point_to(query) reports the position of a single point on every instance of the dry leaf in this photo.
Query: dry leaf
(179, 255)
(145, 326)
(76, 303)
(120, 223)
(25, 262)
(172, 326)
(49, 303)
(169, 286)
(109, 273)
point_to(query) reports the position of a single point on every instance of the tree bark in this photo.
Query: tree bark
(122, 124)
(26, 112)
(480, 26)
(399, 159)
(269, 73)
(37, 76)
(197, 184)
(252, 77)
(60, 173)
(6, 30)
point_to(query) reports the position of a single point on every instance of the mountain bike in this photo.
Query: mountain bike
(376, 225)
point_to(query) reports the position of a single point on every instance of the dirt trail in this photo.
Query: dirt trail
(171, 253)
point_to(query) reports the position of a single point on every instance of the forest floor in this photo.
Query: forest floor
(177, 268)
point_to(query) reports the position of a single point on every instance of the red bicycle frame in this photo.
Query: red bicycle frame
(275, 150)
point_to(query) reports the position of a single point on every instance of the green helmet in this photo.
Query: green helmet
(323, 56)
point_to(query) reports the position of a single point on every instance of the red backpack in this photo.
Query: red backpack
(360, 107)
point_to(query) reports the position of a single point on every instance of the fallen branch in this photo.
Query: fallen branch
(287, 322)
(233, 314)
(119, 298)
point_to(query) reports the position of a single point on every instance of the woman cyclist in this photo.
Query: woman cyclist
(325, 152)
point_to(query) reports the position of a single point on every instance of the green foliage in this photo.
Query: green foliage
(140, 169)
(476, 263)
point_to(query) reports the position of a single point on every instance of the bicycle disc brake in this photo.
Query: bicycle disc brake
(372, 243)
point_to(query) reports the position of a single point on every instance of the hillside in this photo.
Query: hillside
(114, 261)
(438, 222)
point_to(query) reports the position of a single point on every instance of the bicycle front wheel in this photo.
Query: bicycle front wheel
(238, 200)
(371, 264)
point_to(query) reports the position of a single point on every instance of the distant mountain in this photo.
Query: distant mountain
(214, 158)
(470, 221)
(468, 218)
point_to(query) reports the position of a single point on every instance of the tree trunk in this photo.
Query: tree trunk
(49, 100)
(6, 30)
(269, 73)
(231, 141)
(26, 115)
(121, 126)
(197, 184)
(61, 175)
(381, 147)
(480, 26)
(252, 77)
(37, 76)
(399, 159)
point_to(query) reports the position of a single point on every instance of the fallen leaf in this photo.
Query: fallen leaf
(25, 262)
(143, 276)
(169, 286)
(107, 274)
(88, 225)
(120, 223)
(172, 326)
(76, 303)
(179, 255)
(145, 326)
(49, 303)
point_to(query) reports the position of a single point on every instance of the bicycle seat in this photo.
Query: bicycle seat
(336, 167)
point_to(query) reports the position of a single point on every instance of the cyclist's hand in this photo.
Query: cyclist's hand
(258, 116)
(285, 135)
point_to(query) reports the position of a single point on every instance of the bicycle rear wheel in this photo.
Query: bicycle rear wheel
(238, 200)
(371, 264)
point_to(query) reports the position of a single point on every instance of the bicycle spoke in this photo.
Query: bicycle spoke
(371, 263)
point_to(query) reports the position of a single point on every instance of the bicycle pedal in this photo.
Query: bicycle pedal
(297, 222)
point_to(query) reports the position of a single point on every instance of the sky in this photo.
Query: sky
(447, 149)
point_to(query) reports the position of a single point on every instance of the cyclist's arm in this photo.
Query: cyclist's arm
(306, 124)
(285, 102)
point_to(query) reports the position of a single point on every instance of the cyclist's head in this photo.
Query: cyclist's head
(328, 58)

☆ ☆ ☆ ☆ ☆ ☆ ☆

= Objective =
Repeat all entries. Match them exactly.

= Solution for this exercise =
point_to(query) reports the position of a single point on every instance of the dry leaf in this photo.
Query: dry leaf
(179, 255)
(145, 326)
(76, 303)
(120, 223)
(25, 262)
(172, 326)
(49, 303)
(169, 286)
(109, 273)
point_to(query) reports the position of a single point on every instance of the tree bark in this photo.
Query: tree bark
(122, 124)
(26, 112)
(480, 26)
(399, 159)
(269, 73)
(37, 76)
(197, 184)
(252, 77)
(60, 173)
(6, 30)
point_to(query) reports the position of a single point on every instance of the mountain bike in this photo.
Query: mountain bike
(376, 225)
point_to(query) reports the position of a single point on every instance of the dirt trail in this photo.
Query: dirt trail
(171, 253)
point_to(query) reports the position of a single point on every instance of the forest floor in this photo.
Query: forest floor
(177, 268)
point_to(query) reports the position of a single point on every instance of the red bicycle frame in this photo.
Query: red bicycle frame
(275, 150)
point_to(query) reports the position of a single point on every instance of the green helmet in this photo.
Query: green helmet
(323, 56)
point_to(query) reports the position of a single point on every instance of the red backpack in this photo.
Query: red backpack
(360, 107)
point_to(query) reports the position of a single point on every instance of the fallen branch in this photo.
Query: fallen branch
(287, 322)
(233, 314)
(119, 298)
point_to(query) reports the position of a single point on every instance of the woman cyclist in this photo.
Query: woman cyclist
(325, 152)
point_to(query) reports the position of a single point on every instance of the green foliage in this photo.
Query: green foliage
(140, 169)
(476, 263)
point_to(query) reports the position of a single point on every instance of the bicycle disc brake in this photo.
Query: bicycle disc brake
(372, 243)
point_to(query) reports the position of a single point on every instance of the hillside in this photo.
Query: hillside
(114, 261)
(438, 222)
point_to(query) reports the position of a single point on every instance of the bicycle front wheel in this photo.
Query: bicycle front wheel
(238, 200)
(371, 264)
point_to(query) reports the position of a single point on every instance of the distant mountain in this photo.
Query: distant mountain
(214, 158)
(470, 221)
(468, 218)
point_to(query) reports the position of a single point on every instance of the tree trunk in this photo.
Query: tree trunk
(49, 100)
(6, 30)
(269, 73)
(231, 141)
(26, 115)
(121, 126)
(197, 184)
(61, 175)
(381, 147)
(480, 26)
(252, 77)
(37, 76)
(399, 159)
point_to(query) reports the position of a single point on every instance of the fallen leaf in this photo.
Query: fallen leaf
(25, 262)
(143, 276)
(169, 286)
(107, 274)
(88, 225)
(120, 223)
(172, 326)
(76, 303)
(179, 255)
(145, 326)
(49, 303)
point_to(query) reports the position of a single point on every instance of the bicycle seat in this photo.
Query: bicycle seat
(336, 167)
point_to(query) reports the position of a single point on every instance of the cyclist's hand in this photo.
Query: cyclist's hand
(258, 116)
(285, 135)
point_to(query) reports the position of a single point on every instance of the bicycle rear wheel in this photo.
Query: bicycle rear wheel
(238, 200)
(371, 264)
point_to(query) reports the position of a single point on every instance of the bicycle spoke in this photo.
Query: bicycle spoke
(371, 263)
point_to(query) reports the position of a single point on every instance of the bicycle pedal in this photo.
Query: bicycle pedal
(297, 222)
point_to(query) reports the position of a single point on every instance of the sky in this photo.
Query: sky
(447, 149)
point_to(query) reports the position of a single point on every instance of the cyclist's arm in this photo.
Query: cyclist's arm
(306, 124)
(285, 102)
point_to(query) reports the position of a single point on every instance of the cyclist's head in this photo.
Query: cyclist's head
(328, 58)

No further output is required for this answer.